*** Opening Material to process ***

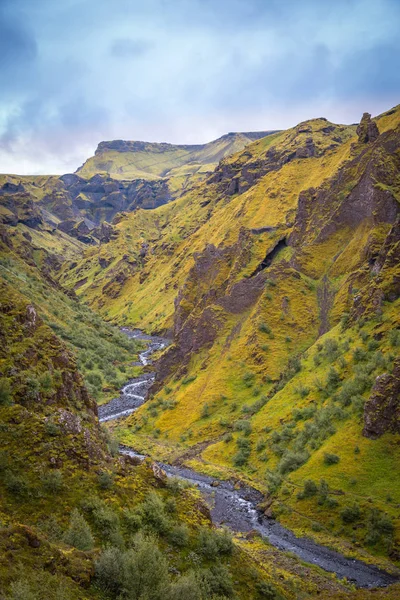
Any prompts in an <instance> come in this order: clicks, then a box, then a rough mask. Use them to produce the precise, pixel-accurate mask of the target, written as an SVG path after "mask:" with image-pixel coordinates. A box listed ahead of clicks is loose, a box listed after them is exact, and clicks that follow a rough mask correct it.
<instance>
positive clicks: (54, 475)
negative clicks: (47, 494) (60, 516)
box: [42, 471, 63, 494]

*** Closing Material to process ***

- Exercise prompt -
Exact copy, pictures removed: set down the whole listing above.

- Exercise output -
Any prompts in an <instance> come in this order: clicks, then a box, then a rough mask. Use them to produce the precise, pixel-accurate mask of the target, written as an SVG path after "mask:" with image-pixel coordinates. A box listed ahead of clicks is loose, a box listed after them is exact, and clicks that follow a rough mask correct it.
<instance>
positive clicks: (54, 475)
negative clicks: (47, 494) (60, 516)
box: [42, 471, 63, 494]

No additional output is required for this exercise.